Exercise brief. Edit the records below so that each "Detection API" becomes "Localization API", and keep everything else the same.

━━━ Material for this task ━━━

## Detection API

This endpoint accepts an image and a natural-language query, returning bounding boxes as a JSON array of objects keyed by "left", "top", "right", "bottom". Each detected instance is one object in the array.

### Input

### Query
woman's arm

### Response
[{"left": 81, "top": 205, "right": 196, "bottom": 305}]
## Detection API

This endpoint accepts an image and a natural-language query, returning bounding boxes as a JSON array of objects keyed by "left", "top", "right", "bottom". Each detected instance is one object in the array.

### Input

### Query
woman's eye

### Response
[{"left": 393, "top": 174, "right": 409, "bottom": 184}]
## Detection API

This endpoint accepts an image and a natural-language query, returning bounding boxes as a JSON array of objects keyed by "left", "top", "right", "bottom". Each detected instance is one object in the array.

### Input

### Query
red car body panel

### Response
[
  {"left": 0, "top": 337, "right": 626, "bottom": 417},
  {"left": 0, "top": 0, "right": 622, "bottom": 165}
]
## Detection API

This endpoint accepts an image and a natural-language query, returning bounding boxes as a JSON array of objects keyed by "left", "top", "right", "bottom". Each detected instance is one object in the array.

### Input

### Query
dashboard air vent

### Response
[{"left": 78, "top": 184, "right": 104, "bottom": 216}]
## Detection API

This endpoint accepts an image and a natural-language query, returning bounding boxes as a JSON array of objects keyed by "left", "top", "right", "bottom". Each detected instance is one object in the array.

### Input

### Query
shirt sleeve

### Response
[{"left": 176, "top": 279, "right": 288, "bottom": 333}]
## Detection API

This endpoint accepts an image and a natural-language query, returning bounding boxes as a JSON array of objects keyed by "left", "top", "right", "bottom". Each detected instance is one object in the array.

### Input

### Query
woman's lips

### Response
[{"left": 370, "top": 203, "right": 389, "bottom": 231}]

━━━

Result.
## Localization API

This endpoint accepts an image and a natural-language query, returning bounding boxes as a JSON array of objects keyed by "left", "top", "right", "bottom". Each detected instance is one object in the array.

### Input

### Query
woman's arm

### Response
[{"left": 81, "top": 205, "right": 196, "bottom": 305}]
## Localization API

This endpoint accepts an image and a natural-language query, returning bounding boxes as a JSON array of objects keyed by "left", "top", "right", "bottom". Each detected instance is one object in the array.

### Input

### Query
woman's eye

### Response
[{"left": 393, "top": 174, "right": 409, "bottom": 184}]
## Localization API

This endpoint accepts an image and a natural-language query, returning bounding boxes as a JSON array of objects keyed by "left", "top", "right", "bottom". Each detected instance is one object in the array.

### Input

### Query
red car body panel

### Response
[
  {"left": 0, "top": 337, "right": 626, "bottom": 417},
  {"left": 0, "top": 0, "right": 622, "bottom": 165}
]
## Localization API

This endpoint accepts an image and a natural-language query, returning bounding boxes as a JSON array of objects keyed by "left", "top", "right", "bottom". Each detected instance is one object in the array.

### Input

### Query
dashboard air vent

### Response
[{"left": 78, "top": 184, "right": 104, "bottom": 216}]
## Localization API

This endpoint accepts an image and a natural-language query, returning bounding boxes as a JSON array of objects keyed by "left", "top", "right", "bottom". Each detected instance is one object in the array.

### Input

### Query
shirt sleeve

### Response
[{"left": 176, "top": 279, "right": 288, "bottom": 333}]
## Localization API

This endpoint accepts an image and a natural-language query, returning bounding boxes as a JSON array of objects keyed by "left", "top", "right", "bottom". Each detected instance is one object in the array.

### Input

### Query
woman's lips

### Response
[{"left": 370, "top": 203, "right": 389, "bottom": 231}]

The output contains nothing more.